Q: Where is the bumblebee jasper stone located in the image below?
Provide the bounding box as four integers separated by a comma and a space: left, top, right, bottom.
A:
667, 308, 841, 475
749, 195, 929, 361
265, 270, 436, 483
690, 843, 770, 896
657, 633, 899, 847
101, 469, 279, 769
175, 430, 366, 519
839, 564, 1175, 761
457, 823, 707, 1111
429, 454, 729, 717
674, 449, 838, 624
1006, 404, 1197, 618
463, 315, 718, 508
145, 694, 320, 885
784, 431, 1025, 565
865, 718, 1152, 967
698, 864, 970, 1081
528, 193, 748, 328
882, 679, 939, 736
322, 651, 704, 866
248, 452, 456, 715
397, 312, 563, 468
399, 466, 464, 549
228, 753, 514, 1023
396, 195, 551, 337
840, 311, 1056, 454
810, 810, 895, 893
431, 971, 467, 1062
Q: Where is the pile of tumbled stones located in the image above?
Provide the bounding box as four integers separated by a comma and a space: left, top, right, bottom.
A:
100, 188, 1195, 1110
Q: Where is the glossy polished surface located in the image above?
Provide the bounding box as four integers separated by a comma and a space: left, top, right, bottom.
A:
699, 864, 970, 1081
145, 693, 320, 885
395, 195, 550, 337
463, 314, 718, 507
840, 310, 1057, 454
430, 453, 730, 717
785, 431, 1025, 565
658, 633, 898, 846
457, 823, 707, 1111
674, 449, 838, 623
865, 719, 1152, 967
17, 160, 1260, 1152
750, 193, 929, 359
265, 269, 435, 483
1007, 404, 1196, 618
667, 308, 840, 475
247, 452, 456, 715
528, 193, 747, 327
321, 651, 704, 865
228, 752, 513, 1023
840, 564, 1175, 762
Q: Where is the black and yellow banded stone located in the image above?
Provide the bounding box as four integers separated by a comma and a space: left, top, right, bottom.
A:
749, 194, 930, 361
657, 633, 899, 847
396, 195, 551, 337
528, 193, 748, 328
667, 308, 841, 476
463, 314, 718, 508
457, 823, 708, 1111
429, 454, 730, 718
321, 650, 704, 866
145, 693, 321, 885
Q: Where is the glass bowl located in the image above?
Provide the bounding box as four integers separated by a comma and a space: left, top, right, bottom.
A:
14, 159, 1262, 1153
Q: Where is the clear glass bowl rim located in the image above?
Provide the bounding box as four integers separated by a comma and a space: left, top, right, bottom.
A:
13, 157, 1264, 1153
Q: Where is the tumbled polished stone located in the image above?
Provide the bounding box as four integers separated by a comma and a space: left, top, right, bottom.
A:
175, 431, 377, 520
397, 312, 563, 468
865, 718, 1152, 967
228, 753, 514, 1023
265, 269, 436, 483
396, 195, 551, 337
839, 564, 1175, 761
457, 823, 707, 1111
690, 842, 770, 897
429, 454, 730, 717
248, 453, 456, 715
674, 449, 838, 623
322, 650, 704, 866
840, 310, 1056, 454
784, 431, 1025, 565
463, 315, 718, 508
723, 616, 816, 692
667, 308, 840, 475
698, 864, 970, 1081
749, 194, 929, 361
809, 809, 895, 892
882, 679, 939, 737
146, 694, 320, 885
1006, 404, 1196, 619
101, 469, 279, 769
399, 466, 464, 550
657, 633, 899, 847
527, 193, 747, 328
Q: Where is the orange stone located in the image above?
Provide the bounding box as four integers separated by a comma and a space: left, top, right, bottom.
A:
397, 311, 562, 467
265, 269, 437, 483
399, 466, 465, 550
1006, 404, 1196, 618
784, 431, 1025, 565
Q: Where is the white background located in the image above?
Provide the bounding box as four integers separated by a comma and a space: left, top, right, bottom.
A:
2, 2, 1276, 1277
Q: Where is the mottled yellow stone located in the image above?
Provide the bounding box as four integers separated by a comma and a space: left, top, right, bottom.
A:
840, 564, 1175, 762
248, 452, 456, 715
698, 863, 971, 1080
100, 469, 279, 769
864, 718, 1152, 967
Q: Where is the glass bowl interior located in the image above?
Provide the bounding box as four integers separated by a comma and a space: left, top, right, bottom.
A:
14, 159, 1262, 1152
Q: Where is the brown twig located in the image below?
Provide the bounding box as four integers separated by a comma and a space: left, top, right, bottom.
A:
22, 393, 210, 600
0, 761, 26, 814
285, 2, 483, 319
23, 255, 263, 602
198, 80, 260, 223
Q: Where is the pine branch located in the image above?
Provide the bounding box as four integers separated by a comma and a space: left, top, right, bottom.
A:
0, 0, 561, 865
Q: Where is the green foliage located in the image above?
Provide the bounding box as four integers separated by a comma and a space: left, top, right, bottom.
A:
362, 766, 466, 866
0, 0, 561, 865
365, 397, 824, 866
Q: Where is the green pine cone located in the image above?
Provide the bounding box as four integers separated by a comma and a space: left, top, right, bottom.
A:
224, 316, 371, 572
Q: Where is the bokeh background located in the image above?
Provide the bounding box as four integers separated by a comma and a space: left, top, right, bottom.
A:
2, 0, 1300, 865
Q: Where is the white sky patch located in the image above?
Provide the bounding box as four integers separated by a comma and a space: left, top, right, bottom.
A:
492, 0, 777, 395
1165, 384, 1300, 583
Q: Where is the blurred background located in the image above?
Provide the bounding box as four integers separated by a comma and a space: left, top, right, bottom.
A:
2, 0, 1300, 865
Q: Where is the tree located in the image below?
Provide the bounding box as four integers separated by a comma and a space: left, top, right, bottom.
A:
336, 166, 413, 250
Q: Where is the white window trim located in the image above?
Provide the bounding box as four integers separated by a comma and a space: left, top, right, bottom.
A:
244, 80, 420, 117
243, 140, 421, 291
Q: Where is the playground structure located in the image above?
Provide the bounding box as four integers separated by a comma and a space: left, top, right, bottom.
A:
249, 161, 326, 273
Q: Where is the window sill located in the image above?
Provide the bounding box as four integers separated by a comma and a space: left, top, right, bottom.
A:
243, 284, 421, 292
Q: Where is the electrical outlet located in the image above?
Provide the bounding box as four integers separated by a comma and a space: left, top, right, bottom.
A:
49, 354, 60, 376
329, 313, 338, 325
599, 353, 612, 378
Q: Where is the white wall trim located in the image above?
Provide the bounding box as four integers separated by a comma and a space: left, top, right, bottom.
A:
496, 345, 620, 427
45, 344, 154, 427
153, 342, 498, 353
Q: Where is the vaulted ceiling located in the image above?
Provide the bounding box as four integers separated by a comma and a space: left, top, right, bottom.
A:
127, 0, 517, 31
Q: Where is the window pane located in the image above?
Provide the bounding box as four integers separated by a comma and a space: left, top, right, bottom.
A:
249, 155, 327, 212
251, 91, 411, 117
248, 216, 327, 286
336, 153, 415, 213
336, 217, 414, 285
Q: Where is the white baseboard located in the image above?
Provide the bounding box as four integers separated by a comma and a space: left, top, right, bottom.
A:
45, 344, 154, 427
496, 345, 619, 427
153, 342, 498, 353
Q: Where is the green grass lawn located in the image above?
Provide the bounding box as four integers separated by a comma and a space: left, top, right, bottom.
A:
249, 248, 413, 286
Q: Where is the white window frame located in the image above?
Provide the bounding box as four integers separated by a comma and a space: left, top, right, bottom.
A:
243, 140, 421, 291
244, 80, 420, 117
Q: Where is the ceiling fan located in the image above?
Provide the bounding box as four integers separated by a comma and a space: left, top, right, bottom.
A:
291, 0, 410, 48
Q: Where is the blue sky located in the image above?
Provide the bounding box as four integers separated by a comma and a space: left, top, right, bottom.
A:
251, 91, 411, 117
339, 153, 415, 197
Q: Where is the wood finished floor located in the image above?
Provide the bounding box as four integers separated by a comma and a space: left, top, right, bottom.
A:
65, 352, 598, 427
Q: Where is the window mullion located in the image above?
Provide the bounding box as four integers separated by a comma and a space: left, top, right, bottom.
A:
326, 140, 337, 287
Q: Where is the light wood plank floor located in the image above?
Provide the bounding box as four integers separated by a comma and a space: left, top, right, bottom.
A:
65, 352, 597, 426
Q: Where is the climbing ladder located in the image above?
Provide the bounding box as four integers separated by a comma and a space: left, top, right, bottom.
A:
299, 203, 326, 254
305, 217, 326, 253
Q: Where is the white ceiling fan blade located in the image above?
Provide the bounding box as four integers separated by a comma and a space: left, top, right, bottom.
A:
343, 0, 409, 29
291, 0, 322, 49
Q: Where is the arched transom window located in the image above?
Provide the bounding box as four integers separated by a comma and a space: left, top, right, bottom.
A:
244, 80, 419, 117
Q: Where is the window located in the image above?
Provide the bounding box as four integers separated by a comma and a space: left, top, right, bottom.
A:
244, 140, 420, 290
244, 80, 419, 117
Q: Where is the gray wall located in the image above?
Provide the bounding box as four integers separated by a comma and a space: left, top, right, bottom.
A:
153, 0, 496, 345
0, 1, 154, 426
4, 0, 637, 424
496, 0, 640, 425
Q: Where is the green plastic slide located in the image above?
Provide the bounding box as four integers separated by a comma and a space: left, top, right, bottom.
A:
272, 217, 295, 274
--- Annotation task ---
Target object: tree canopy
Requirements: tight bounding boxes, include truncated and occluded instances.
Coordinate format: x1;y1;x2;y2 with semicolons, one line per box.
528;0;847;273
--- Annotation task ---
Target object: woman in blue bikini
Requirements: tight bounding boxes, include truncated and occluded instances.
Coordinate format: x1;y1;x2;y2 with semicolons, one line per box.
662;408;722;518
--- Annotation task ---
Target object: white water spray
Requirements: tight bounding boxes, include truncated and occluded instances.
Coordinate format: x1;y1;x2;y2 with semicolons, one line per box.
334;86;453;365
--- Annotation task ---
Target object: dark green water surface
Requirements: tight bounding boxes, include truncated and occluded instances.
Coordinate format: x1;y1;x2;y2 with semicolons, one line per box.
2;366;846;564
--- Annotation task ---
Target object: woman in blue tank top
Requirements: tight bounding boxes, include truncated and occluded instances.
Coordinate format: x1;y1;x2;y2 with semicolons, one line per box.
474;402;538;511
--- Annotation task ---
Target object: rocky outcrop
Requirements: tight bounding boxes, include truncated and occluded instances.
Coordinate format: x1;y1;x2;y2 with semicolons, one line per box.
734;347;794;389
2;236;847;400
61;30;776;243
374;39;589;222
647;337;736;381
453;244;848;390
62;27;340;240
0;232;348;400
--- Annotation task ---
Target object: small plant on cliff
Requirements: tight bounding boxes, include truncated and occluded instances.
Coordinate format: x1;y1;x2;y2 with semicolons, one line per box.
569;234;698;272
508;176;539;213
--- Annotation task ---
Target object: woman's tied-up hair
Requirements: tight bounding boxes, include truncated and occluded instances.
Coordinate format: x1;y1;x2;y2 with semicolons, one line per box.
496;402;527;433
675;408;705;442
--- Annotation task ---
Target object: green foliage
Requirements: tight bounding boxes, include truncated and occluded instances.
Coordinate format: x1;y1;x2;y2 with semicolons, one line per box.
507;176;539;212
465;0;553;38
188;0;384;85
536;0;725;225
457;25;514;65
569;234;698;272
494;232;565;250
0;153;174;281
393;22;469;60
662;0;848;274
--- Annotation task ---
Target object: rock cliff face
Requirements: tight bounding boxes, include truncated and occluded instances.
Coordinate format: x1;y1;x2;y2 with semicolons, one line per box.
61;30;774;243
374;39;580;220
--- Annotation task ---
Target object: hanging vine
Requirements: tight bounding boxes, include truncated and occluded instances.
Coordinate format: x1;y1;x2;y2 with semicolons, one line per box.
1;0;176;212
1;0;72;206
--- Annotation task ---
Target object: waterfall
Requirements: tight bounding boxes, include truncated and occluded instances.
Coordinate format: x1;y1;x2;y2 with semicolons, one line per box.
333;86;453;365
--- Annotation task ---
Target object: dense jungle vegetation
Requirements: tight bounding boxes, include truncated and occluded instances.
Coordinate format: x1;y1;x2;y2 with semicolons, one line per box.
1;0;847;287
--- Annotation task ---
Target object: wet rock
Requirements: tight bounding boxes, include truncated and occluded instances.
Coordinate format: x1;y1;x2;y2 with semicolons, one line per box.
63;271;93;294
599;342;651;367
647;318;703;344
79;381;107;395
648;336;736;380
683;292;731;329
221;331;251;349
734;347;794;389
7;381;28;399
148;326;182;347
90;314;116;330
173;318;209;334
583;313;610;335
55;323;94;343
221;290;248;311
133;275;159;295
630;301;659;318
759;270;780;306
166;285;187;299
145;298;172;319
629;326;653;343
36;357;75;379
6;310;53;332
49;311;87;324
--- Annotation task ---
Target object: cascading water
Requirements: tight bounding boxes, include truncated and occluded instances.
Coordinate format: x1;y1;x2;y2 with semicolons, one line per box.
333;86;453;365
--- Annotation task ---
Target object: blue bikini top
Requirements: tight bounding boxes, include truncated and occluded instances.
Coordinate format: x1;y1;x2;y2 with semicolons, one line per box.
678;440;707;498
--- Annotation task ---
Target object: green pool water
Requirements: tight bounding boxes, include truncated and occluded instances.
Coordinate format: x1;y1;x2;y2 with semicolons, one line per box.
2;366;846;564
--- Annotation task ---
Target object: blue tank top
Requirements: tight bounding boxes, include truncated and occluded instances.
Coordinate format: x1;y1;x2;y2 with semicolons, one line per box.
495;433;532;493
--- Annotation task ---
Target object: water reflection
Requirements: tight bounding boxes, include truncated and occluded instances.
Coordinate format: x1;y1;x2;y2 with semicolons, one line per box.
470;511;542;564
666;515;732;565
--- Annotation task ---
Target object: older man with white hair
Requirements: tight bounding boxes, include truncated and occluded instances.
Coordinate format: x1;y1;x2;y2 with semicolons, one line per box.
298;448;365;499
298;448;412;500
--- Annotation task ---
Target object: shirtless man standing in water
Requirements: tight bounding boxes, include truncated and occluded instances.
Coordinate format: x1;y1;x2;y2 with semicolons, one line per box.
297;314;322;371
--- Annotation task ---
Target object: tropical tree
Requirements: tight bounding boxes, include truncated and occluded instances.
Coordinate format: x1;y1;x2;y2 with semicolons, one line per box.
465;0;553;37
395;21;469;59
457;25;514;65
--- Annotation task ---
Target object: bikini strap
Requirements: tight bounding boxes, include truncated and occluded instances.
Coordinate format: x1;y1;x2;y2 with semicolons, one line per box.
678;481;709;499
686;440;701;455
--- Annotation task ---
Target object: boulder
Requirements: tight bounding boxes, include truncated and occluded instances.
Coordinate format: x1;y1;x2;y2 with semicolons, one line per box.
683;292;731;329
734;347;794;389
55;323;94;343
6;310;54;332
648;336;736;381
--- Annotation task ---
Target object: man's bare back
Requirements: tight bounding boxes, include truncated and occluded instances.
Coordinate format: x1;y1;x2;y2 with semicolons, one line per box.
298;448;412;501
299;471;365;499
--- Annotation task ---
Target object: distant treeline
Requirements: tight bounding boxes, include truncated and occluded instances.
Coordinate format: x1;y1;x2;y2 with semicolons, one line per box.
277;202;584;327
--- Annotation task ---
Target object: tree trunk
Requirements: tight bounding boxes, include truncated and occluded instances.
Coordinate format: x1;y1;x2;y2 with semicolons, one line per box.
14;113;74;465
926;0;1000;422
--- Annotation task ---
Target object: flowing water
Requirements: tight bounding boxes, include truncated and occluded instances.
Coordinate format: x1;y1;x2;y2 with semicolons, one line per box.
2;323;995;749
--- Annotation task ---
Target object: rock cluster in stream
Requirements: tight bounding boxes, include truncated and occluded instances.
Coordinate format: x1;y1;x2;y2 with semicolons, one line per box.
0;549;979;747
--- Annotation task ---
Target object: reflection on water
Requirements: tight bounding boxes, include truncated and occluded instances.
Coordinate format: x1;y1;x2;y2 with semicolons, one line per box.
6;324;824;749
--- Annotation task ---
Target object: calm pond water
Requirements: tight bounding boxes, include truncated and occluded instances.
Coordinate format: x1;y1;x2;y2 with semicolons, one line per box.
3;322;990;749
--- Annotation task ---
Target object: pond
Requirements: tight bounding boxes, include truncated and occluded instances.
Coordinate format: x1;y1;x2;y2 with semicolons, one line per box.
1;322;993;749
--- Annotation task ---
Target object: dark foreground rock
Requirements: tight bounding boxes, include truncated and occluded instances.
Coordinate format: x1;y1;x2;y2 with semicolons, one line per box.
_____
Task objective.
In the lines above, find the word "polished" and copy each line that contains it.

Answer for the task.
Q: Where is the glossy polished surface located in the image above?
Q: Where is the tumbled polished stone located in the image above?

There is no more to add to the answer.